— Start —
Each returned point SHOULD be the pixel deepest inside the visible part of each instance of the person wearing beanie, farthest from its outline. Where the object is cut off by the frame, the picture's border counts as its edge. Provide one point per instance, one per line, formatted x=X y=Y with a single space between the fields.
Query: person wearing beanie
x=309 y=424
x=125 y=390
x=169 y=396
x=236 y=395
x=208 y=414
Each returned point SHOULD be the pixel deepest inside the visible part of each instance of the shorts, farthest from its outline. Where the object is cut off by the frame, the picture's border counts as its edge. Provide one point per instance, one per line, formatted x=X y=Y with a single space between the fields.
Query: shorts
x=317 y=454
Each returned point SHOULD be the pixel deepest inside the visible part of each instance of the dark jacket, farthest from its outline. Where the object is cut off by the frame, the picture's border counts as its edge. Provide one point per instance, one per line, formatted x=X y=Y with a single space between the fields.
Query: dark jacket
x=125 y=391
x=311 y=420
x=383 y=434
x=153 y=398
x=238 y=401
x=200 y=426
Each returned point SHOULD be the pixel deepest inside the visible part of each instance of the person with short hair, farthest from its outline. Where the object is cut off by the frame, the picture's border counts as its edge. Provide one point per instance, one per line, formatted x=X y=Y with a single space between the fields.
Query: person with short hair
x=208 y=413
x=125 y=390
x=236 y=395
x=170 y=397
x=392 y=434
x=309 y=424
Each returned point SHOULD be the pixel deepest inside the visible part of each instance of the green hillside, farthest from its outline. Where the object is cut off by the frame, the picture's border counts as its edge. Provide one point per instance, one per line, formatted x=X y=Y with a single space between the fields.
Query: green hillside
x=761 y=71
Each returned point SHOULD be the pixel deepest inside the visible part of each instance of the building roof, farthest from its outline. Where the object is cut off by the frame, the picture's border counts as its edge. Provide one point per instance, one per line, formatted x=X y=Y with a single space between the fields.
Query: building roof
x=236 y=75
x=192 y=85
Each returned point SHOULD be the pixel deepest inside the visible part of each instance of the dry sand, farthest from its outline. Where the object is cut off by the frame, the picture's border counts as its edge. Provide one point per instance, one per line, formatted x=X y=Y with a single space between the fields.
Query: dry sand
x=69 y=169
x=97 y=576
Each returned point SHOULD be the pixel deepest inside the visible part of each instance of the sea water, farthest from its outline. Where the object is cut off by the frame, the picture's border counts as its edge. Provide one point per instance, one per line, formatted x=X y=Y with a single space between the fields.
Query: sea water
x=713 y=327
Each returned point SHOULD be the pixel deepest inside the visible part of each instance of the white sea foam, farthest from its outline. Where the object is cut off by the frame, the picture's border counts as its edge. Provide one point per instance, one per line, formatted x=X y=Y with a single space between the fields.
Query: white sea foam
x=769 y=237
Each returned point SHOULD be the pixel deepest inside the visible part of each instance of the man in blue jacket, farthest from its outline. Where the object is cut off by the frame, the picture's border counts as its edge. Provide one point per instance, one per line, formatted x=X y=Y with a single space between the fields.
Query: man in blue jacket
— End —
▸ **Given exercise**
Lay out all of the records above as a numbered list with one line per item, and omit any blank lines.

▸ **Answer to this problem**
1. Each returned point SHOULD be the pixel deepest inside the visible part of each instance of the person wearing beanie, farthest from its outline. Where the object is cut off by the frame, the picture's border counts as its edge. Provide one point per instance, one per line, formatted x=X y=Y with a single space between the fields.
2. Query: person wearing beanie
3. x=309 y=424
4. x=125 y=390
5. x=169 y=396
6. x=236 y=395
7. x=208 y=414
8. Each returned point SHOULD be the pixel deepest inside the visible part of each instance of the shorts, farthest from its outline. Where the object is cut off by the frame, the picture's border counts as its edge. Provide one point per instance, one per line, formatted x=X y=Y with a single space between the fields.
9. Query: shorts
10. x=317 y=454
11. Each returned point SHOULD be the pixel deepest inside the visible part of each instance of the dark jacket, farthest from its outline. Where the object is cut off by the frame, the picture's border counts as its edge. Provide one point per instance, one per line, formatted x=X y=Y with a single space between the fields.
12. Query: dark jacket
13. x=125 y=391
14. x=311 y=420
15. x=383 y=434
16. x=153 y=398
17. x=238 y=401
18. x=200 y=426
19. Each returned point SHOULD be the pixel deepest inside the visible part of each instance of the person with short hair, farthest from its outline. Where the object is cut off by the frame, the picture's border counts as its edge. Provide one point per instance, one per line, formatted x=X y=Y with a single space between the fields.
20. Query: person with short hair
21. x=208 y=413
22. x=125 y=390
23. x=236 y=395
24. x=170 y=397
25. x=392 y=434
26. x=309 y=424
27. Each returned point SHOULD be the pixel deepest inside the visible part of each instance of the green hillside, farthest from its outline. Where the object is cut off by the frame, the picture's border counts as its edge. Provide one point per instance, one per line, formatted x=X y=Y with a single space between the fields.
28. Query: green hillside
29. x=761 y=71
30. Each returned point SHOULD be the pixel deepest inside the visible part of each instance of the building roof, farthest from its outline. Where the object is cut off by the frame, the picture's border counts as its edge. Provide one point per instance, one per line, formatted x=X y=Y with a single space between the fields.
31. Query: building roof
32. x=236 y=75
33. x=192 y=85
34. Each returned point SHOULD be the pixel deepest inside the visible part of each instance of the dry sand, farthest from its outline. Where the object is cut off by the frame, the picture's border counts as its edge. Provide one point per instance, one per line, formatted x=X y=Y with a single space between the fields.
35. Query: dry sand
36. x=69 y=169
37. x=97 y=576
38. Each returned point SHOULD be the pixel deepest inside the visible part of each instance of the sea water, farthest from its outline. Where the object is cut off by the frame, the picture's border counts as its edge. Provide one point per instance, one per line, formatted x=X y=Y with a single space between the fields.
39. Query: sea water
40. x=713 y=327
41. Each returned point SHOULD be the pixel deepest inside the visible part of each instance of the white sea foam, farthest from its outline. Where the object is cut off by the frame, the picture's border counts as its edge. Provide one point per instance, one per line, formatted x=X y=Y with a single space between the fields.
42. Query: white sea foam
43. x=769 y=237
44. Each returned point SHOULD be the pixel deepest inside the visible part of each instance of the man in blue jacket, farthest from its outline. Where the object is cut off by the frame, the picture's border counts as its edge. Provide one point per instance, one per line, formatted x=X y=Y with a single space between the fields.
45. Query: man in blue jacket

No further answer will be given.